» **PROMPT**: Write out exactly the lines from the start of the entries through the one that contains "of the snow", including both.

Saved entries:
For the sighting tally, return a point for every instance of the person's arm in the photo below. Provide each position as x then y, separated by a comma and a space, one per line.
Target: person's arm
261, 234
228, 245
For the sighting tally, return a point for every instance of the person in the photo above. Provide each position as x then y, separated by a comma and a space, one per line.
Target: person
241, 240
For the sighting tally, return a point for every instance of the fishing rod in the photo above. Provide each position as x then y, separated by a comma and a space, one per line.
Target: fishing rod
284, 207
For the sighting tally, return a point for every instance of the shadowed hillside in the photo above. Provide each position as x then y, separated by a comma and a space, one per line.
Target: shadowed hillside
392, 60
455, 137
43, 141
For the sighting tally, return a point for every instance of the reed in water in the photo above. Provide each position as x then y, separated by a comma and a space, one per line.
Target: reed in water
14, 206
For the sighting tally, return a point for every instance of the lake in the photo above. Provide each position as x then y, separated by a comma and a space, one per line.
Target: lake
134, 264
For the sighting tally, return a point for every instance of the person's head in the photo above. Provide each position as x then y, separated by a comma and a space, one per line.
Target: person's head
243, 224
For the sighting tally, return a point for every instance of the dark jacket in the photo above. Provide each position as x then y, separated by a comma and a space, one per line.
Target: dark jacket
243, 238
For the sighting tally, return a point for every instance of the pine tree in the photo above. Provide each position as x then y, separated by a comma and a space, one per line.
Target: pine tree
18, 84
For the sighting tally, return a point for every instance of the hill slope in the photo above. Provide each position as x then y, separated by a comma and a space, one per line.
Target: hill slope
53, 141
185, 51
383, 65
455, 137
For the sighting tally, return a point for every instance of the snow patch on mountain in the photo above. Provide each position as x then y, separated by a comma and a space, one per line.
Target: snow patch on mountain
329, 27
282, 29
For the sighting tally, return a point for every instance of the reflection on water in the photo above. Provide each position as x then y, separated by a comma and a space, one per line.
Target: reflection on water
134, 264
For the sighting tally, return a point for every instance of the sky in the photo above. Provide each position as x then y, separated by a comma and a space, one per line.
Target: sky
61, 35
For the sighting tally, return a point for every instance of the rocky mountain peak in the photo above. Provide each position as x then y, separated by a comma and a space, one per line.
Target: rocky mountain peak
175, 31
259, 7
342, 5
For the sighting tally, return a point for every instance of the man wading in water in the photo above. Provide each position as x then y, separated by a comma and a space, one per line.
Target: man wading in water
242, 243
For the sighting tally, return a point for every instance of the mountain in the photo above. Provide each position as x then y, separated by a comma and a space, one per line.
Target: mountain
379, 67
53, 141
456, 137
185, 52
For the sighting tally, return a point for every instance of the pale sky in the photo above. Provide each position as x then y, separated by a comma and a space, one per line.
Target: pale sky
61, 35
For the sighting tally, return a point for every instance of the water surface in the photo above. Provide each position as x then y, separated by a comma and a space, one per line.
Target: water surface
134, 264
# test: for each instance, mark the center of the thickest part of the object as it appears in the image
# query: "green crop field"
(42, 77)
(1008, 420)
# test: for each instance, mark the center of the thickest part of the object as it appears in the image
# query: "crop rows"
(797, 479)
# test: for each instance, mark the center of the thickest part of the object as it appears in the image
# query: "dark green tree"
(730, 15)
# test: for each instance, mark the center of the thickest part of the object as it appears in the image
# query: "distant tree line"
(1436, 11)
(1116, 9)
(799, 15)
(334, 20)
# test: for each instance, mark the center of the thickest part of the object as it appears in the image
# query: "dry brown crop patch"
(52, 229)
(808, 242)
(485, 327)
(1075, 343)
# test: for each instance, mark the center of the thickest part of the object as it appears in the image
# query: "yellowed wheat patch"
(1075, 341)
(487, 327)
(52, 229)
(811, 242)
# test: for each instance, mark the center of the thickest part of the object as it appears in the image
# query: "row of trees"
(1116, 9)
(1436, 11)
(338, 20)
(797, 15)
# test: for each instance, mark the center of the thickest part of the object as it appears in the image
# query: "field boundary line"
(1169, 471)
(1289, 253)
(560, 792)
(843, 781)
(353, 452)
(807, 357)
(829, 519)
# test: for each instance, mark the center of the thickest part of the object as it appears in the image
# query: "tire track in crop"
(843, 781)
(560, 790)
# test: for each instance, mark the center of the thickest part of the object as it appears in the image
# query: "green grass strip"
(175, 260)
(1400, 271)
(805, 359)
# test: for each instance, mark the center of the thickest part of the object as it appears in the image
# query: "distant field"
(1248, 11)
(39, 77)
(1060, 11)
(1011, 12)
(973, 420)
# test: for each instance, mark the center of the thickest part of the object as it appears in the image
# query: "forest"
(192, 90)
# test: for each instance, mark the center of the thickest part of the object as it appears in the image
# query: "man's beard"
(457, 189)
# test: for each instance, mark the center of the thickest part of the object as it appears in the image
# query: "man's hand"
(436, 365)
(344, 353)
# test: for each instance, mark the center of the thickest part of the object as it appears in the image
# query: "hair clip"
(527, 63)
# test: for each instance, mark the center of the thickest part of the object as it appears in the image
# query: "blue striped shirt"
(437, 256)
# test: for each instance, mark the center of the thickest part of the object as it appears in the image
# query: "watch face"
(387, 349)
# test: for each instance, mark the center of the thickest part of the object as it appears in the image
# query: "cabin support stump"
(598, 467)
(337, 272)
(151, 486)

» **TASK ANSWER**:
For the sighting tally, return a point for every instance of the person's arm in the photo below. Provide each position as x then y, separated by a comma and a space, one per line.
Target: person's arm
261, 234
228, 245
For the sighting tally, return a point for every instance of the person in the photo above. Provide each position as x then y, separated by a comma and a space, one per line.
Target: person
241, 240
For the sighting tally, return a point for every instance of the fishing rod in the photo above. Provide each position as x then y, separated by a comma and a space, one per line.
Target: fishing rod
284, 207
For the sighting tally, return a point for every instance of the shadowed hillside in the photo above. Provide each position as x then y, separated by a comma and a space, one per line.
Target: shadowed hillside
392, 60
455, 137
43, 141
For the sighting tally, return a point for every instance of the reed in water in the photo above. Provide each position as x then y, separated by a comma and a space, one per line.
Target: reed in water
14, 206
For the sighting tally, return a point for every instance of the lake in the photo above. Provide each position as x then y, separated by a comma and a space, one per line.
Target: lake
134, 264
For the sighting tally, return a point for every instance of the person's head in the photo above. Provide each position as x then y, separated by a comma and a space, one per line.
Target: person's head
243, 224
For the sighting tally, return a point for every instance of the dark jacket in the photo above. Provide each position as x then y, separated by a comma and a space, one per line.
Target: dark jacket
243, 238
For the sighting tally, return a point for every instance of the pine tree in the photo above. Provide each position as x then y, separated by a comma and a space, one per line.
Target: pine tree
18, 84
For the sighting tally, return a point for every instance of the hill slope in the photo above. Provide each position as x then y, separated by a comma and a space, one per line.
Target: hill slope
53, 141
185, 51
383, 65
455, 137
For the sighting tally, return a point for every instance of the snow patch on mountain in the photo above. Provide each position as x then y, separated by a comma and a space, one per line.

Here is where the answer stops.